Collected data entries
+ + + + +

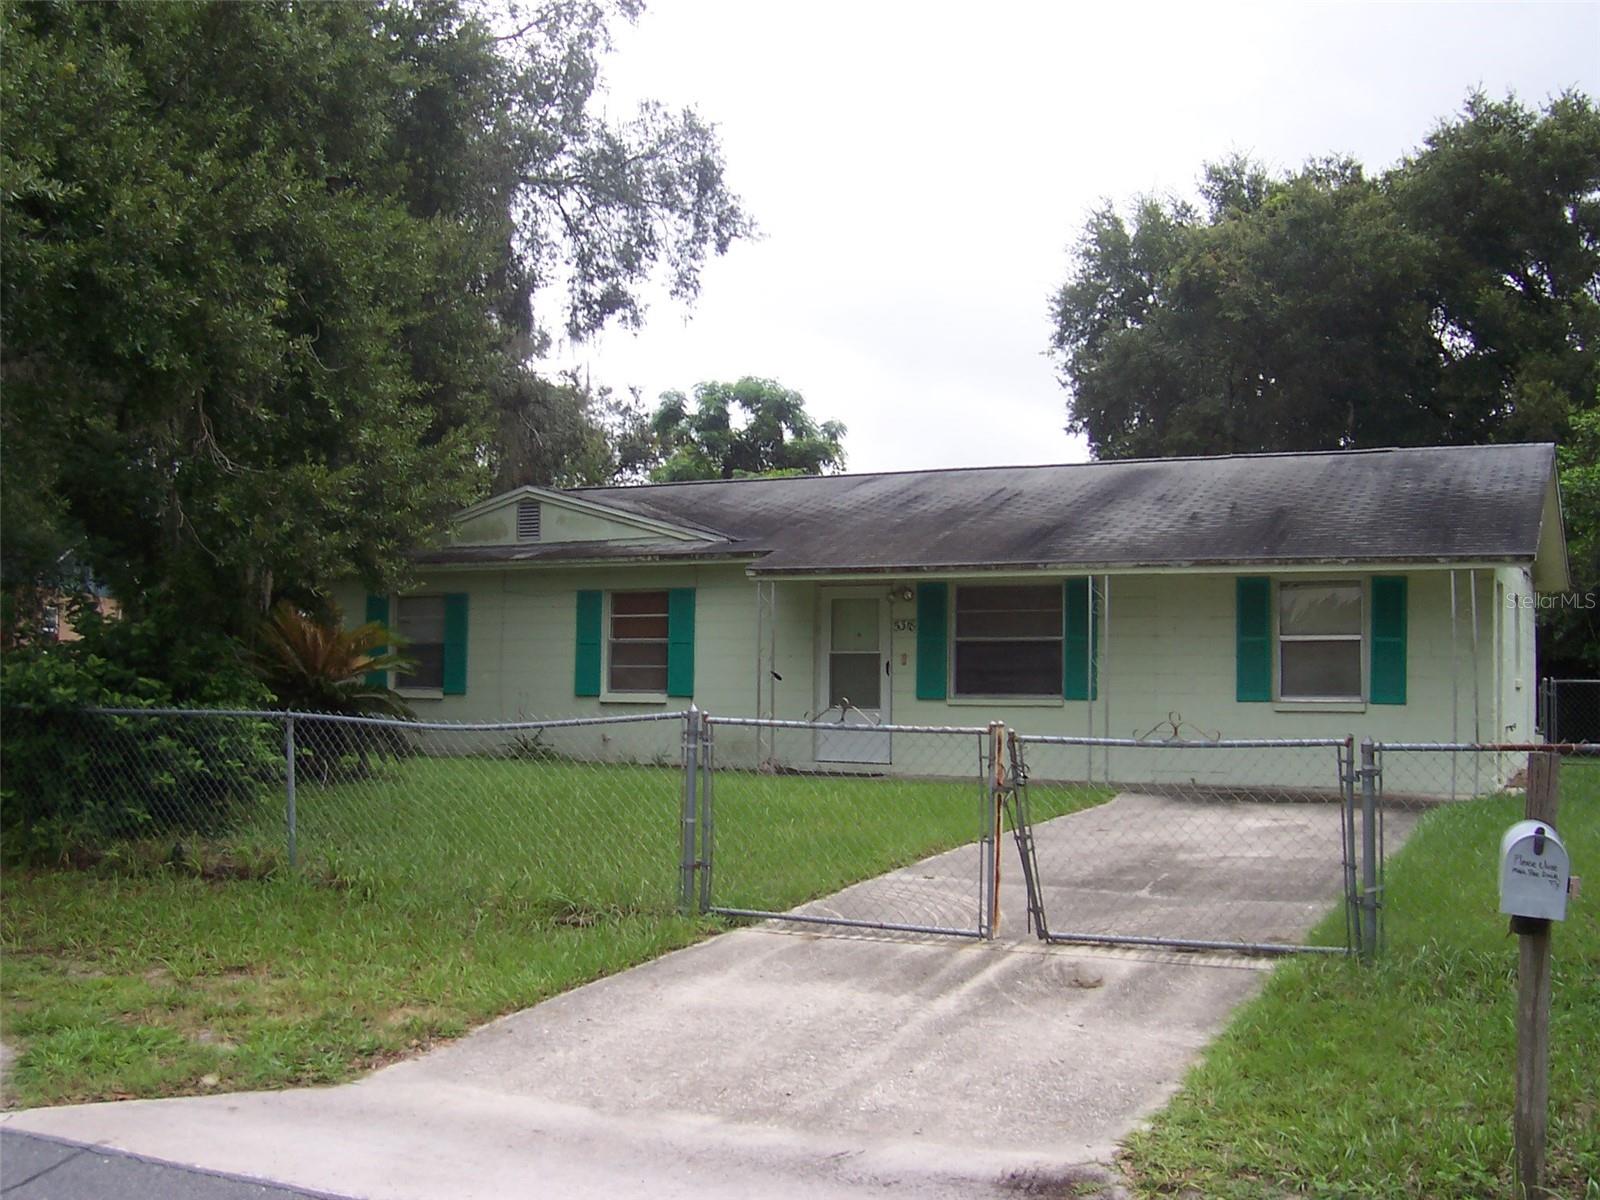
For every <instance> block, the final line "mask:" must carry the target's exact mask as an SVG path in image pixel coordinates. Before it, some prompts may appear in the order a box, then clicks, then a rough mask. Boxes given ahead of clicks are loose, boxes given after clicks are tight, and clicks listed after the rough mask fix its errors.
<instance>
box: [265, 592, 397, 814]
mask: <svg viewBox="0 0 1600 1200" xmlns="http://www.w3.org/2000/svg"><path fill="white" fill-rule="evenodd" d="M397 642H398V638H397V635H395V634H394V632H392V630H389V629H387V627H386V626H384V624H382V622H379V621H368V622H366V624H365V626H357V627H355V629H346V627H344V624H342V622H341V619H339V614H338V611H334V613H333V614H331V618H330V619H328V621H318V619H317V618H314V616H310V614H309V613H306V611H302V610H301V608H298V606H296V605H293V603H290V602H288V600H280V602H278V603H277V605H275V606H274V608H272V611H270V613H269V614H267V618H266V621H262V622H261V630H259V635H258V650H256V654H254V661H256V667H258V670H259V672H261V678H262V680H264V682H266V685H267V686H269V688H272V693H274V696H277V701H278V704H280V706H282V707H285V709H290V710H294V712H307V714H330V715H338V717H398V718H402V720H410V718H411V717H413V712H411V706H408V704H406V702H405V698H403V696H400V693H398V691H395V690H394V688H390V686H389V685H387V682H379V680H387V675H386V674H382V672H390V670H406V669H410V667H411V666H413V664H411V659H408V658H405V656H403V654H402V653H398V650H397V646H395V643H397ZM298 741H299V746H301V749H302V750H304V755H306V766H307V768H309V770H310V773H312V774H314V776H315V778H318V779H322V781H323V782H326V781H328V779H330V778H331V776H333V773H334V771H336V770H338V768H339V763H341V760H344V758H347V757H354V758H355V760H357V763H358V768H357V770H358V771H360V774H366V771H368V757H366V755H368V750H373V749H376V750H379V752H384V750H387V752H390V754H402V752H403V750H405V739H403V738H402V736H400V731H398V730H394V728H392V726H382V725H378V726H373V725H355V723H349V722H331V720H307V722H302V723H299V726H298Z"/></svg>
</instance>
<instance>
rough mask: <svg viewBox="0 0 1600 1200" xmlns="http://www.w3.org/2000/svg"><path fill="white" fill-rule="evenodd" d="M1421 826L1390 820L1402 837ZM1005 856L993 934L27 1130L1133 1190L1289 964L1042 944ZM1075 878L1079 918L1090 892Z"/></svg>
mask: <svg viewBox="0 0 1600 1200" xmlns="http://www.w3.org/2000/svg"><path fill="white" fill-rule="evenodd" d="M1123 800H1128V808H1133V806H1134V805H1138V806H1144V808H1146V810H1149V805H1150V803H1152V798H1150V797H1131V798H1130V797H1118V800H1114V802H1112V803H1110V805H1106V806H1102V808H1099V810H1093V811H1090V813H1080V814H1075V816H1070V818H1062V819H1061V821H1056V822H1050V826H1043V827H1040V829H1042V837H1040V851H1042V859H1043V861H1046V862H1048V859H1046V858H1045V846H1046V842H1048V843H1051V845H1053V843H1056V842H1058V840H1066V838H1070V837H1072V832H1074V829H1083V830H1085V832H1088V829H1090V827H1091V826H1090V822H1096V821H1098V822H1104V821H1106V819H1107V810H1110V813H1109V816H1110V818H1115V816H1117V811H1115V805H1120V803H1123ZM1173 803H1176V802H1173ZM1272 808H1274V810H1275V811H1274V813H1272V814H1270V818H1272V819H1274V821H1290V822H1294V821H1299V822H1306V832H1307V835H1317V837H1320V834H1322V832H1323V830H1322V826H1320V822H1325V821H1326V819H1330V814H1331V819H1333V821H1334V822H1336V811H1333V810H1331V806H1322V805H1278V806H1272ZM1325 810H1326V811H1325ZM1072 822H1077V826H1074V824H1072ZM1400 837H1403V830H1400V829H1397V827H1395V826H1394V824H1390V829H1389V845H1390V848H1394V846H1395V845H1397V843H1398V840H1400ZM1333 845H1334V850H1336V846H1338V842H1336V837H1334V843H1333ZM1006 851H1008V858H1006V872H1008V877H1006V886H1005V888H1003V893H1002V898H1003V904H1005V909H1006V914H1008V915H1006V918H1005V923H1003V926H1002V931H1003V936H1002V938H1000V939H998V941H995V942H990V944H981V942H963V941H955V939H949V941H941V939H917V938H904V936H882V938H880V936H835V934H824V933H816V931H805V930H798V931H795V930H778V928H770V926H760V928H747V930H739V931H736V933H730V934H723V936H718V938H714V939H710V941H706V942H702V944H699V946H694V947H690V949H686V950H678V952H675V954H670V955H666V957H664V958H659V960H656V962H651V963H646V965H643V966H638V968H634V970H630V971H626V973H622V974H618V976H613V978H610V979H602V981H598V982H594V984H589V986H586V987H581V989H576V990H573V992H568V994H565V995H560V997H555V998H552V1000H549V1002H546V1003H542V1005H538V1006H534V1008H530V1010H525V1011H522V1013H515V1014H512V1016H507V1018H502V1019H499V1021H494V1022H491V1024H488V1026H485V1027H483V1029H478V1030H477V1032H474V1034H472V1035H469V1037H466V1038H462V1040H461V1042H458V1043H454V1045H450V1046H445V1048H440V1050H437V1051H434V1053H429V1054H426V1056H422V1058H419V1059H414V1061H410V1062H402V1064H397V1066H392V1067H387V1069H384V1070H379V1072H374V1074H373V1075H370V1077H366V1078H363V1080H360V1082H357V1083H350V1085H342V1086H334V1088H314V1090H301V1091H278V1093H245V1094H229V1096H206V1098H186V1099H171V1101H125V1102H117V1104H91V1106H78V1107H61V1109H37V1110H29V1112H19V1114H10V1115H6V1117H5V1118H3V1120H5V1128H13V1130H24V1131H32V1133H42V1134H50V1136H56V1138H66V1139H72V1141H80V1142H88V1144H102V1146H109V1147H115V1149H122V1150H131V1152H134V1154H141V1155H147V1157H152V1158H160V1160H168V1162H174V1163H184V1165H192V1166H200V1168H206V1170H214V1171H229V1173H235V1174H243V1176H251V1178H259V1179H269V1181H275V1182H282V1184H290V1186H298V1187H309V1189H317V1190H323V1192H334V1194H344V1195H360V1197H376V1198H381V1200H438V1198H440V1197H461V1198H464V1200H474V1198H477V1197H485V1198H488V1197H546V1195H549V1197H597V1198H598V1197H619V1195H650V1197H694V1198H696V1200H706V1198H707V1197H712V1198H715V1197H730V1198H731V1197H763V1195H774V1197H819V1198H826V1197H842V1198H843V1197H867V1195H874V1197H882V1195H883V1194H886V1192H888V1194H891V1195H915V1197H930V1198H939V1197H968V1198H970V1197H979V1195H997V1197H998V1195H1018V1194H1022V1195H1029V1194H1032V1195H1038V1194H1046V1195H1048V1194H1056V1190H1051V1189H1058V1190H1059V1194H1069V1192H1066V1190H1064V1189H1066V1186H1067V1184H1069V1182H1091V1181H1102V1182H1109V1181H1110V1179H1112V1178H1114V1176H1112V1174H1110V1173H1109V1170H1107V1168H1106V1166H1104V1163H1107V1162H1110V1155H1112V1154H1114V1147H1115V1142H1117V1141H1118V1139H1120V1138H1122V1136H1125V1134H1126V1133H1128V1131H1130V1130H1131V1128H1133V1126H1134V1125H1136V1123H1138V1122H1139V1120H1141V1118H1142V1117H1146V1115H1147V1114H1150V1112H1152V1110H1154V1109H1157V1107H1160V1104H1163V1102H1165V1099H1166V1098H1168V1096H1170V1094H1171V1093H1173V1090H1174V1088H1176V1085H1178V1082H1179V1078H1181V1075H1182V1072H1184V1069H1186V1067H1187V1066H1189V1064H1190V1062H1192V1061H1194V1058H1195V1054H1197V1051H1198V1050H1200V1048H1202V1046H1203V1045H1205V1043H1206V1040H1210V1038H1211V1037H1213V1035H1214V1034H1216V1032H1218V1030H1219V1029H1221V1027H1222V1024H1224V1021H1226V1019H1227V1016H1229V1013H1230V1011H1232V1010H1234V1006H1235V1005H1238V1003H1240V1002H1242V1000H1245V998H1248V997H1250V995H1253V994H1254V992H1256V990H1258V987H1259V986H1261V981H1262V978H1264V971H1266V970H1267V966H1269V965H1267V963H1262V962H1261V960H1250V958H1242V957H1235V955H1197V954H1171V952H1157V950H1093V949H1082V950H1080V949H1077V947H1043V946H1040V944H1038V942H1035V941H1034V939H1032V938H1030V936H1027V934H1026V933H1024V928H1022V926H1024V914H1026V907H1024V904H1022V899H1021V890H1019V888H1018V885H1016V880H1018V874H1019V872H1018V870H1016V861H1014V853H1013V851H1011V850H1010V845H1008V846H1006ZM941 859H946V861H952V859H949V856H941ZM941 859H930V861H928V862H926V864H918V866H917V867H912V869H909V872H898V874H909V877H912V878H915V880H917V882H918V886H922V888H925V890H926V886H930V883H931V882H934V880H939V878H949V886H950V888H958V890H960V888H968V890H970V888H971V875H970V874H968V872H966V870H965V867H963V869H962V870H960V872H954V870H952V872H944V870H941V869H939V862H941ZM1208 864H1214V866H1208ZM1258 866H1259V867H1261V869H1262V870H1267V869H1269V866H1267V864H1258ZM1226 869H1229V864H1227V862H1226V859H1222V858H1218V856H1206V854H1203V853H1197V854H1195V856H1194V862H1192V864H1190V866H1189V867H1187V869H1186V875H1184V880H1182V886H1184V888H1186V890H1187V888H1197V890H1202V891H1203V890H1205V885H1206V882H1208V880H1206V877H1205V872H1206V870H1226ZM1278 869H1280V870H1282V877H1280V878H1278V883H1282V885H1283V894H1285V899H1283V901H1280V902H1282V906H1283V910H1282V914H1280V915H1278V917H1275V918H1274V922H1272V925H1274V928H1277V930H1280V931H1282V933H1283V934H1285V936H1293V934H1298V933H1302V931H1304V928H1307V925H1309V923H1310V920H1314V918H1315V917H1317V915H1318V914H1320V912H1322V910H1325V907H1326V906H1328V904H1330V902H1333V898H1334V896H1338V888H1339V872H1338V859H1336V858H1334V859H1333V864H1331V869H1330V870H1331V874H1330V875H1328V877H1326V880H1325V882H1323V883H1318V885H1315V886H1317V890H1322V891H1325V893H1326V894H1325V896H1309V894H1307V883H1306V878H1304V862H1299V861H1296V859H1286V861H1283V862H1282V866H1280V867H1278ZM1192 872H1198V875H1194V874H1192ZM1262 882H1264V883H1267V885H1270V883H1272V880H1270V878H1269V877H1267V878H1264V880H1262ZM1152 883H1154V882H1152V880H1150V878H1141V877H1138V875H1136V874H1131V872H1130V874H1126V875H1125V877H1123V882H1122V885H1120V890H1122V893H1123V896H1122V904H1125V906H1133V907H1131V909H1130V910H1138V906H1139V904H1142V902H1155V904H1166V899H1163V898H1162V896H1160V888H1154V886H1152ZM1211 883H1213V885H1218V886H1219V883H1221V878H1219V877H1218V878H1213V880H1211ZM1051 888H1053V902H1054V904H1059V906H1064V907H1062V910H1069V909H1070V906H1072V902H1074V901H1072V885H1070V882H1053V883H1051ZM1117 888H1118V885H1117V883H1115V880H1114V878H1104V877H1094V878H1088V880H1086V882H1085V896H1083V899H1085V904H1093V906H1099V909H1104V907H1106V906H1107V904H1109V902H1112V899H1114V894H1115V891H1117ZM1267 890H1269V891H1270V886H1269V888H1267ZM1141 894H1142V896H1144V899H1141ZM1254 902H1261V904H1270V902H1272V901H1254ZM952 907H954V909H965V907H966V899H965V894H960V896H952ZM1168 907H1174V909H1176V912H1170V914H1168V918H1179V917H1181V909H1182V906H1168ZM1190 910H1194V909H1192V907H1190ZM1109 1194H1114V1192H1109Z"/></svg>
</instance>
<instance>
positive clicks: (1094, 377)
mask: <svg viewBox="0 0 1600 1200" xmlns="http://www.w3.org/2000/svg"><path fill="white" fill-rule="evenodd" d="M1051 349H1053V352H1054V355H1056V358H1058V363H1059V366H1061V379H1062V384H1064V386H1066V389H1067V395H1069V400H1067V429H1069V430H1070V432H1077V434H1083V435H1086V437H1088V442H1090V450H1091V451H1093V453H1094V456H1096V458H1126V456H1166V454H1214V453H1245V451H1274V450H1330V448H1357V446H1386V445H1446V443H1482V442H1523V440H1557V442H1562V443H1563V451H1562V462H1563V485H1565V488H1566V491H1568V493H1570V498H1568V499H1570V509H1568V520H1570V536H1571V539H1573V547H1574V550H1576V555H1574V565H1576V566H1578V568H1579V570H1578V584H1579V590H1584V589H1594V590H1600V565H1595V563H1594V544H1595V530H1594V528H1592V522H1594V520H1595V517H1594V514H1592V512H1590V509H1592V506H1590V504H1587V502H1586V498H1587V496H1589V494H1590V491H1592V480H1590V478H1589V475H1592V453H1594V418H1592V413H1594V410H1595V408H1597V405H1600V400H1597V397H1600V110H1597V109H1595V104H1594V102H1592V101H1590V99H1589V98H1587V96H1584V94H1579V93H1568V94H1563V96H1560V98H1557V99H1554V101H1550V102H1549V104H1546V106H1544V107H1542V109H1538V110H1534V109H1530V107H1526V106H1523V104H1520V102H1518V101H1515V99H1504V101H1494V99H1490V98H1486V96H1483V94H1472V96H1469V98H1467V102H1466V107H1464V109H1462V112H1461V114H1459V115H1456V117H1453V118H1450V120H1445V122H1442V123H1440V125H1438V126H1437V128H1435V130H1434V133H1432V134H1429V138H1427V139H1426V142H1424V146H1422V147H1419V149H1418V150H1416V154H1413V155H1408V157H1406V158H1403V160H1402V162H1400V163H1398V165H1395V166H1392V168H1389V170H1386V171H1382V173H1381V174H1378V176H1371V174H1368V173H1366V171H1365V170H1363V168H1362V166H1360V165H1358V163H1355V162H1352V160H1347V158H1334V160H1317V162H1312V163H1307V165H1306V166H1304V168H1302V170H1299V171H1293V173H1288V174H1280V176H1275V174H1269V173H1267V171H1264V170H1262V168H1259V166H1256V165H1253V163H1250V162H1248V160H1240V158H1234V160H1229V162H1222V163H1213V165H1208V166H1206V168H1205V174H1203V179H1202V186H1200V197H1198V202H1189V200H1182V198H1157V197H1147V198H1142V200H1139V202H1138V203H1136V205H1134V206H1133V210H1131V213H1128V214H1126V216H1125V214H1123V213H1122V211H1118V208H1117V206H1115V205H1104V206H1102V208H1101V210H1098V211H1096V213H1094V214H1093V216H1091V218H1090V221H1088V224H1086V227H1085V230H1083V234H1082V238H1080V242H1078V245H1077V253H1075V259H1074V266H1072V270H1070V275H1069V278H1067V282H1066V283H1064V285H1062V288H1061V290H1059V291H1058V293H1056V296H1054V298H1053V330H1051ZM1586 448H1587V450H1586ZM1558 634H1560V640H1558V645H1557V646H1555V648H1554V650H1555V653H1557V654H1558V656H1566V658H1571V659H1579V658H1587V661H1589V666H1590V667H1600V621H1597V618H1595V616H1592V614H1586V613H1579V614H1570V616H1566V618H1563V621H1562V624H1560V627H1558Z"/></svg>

+ + + + +

WORK TASK »
Reproduce the lines from the start of the listing through the line holding "box: [265, 592, 397, 814]", inclusive, changing "instance" to "sample" and leaving everything else unchanged. Leave the picture out of the answer.

RESULT OF THIS TASK »
For every <sample> block, the final line "mask:" must carry the target's exact mask as an SVG path in image pixel coordinates. Before it, some prompts may appear in the order a box, then clicks, then a rough mask. Boxes given ahead of clicks are loose, boxes given after clicks are tight, and clicks listed after the rough mask fix its errors.
<sample>
box: [265, 592, 397, 814]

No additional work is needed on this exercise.